Written exercise 1
In the rows, starting at the line that contains "Reviewer check: every instance of the white plastic" and ending at the last row, rename "Query" to "Prompt" and reproduce only those lines, with everything else left as it is.

Excerpted text
In the Line of Fire
The Pakistan armed forces find themselves looking into the gun barrel of severe public criticism following a series of blunders and oversights.
Pakistan Army, which once upon a time fancied itself as the pride of the nation, is suddenly at the lowest ebb of its popularity as well as acceptability. It is suffering a severe nationalist backlash in the wake of the Raymond Davis affair and the U.S. Navy SEALs’ successful operation to eliminate Osama bin Laden without taking the Pakistan Army into confidence.
The organization, which has ruled Pakistan through various military dictators for more than half of the country’s existence and has remained a driving force behind the scenes in the remaining period, suddenly finds itself as the target of international ridicule, internal angst and anger at a feeling of being let down and now a target of censure by the media and the political dispensation of Pakistan, some of whom are baying for blood.
On numerous occasions, the Pakistan Army has served the nation with valor and has not demurred from making the supreme sacrifice of the lives of its officers and men but it is now being argued by its detractors that the situations have been of its own making, be it the 1965 and 1971 Pak-India wars, the Kargil adventurism or the War on Terror.
Historically, the Pakistan Army has exploited the political vacuum and made inroads into the corridors of power. The first attempted coup occurred in 1951 when Major General Akbar Khan, his politically motivated wife and a handful of armed forces officers, along with the elites of the Communist Party of Pakistan, attempted to overthrow Liaquat Ali Khan’s government and assume power. At that time the situation should have been dealt with an iron hand and heads should have rolled to deter future adventurism. As a result, within seven years, in 1958, Major General Iskander Mirza dismissed the Constituent Assembly of Pakistan and the government of Prime Minister Feroz Khan Noon, appointing army commander-in-chief General Ayub Khan as the Chief Martial Law Administrator.

Written exercise 2
According to the article on the Pakistan Army, in what year did the first attempted coup occur?

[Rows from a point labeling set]

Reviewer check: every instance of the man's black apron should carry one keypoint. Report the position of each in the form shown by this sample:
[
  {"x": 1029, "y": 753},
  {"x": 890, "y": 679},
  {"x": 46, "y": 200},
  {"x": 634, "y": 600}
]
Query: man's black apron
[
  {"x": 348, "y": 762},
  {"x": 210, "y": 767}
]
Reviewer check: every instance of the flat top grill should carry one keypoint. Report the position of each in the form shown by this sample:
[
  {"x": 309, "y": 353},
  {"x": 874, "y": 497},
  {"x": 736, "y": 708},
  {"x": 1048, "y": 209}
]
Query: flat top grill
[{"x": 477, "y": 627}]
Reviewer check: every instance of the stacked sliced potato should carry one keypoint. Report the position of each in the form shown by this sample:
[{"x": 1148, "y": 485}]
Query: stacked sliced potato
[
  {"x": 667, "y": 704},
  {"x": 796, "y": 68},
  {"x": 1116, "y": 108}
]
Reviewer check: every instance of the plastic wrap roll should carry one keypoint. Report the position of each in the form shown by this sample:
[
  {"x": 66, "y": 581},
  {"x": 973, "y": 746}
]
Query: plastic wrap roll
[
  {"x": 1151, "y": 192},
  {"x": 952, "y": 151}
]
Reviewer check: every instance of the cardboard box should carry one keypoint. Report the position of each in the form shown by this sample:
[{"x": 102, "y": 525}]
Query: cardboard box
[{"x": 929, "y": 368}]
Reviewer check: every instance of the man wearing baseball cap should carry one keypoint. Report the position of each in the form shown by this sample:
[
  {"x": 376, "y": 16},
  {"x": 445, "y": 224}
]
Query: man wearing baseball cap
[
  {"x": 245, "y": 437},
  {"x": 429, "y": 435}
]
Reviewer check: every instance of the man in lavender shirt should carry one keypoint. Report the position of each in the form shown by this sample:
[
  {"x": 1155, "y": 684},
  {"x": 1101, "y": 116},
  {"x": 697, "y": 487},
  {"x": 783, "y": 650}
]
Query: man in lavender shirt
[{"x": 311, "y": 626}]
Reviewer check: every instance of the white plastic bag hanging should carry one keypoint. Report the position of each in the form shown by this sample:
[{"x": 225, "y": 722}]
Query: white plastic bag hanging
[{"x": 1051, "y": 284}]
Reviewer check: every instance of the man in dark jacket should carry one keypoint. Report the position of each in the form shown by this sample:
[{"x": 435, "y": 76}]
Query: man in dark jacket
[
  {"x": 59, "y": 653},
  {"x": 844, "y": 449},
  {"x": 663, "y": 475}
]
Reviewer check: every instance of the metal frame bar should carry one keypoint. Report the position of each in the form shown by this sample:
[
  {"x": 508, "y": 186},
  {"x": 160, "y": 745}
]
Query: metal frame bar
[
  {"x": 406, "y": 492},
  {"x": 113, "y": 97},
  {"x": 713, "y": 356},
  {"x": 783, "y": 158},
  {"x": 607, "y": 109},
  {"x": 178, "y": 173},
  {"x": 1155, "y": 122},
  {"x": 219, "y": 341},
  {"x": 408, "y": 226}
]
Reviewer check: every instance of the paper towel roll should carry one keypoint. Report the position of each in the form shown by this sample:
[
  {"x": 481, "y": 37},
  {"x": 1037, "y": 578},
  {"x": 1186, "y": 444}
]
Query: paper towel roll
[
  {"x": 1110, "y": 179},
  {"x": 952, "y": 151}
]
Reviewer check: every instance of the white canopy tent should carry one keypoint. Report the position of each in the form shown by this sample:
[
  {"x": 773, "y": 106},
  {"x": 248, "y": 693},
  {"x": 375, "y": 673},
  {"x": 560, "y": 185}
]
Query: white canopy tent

Expected answer 1
Reviewer check: every instance of the white plastic bag hanging should carry one keypoint. Report the position of each in the form shown by this sample:
[{"x": 225, "y": 722}]
Prompt: white plastic bag hanging
[{"x": 1051, "y": 284}]
Reviewer check: every instance of the man in dark jacket should carry one keypoint. Report the position of each in the form shown by this sample:
[{"x": 435, "y": 76}]
Prompt: man in dark jacket
[
  {"x": 59, "y": 653},
  {"x": 844, "y": 449},
  {"x": 663, "y": 475}
]
Reviewer check: every instance of the metal frame bar should carry one keypoint. Report the position of each in the form shown by this sample:
[
  {"x": 508, "y": 186},
  {"x": 160, "y": 745}
]
Prompt: metal frame bar
[
  {"x": 406, "y": 492},
  {"x": 113, "y": 97},
  {"x": 713, "y": 356},
  {"x": 783, "y": 158},
  {"x": 607, "y": 109},
  {"x": 178, "y": 173},
  {"x": 1155, "y": 122},
  {"x": 219, "y": 341},
  {"x": 408, "y": 226}
]
Reviewer check: every instance of the paper towel roll should carry one keypoint. Report the position of each in the form shown by this sample:
[
  {"x": 481, "y": 37},
  {"x": 1037, "y": 578},
  {"x": 1186, "y": 444}
]
Prompt: paper towel roll
[
  {"x": 1110, "y": 179},
  {"x": 952, "y": 151}
]
Reviewer check: every instance of the white canopy tent should carry one keypoint. Report the position of each in the form shown by this sample:
[
  {"x": 773, "y": 106},
  {"x": 248, "y": 693},
  {"x": 375, "y": 673},
  {"x": 560, "y": 185}
]
Prompt: white canopy tent

Expected answer 2
1951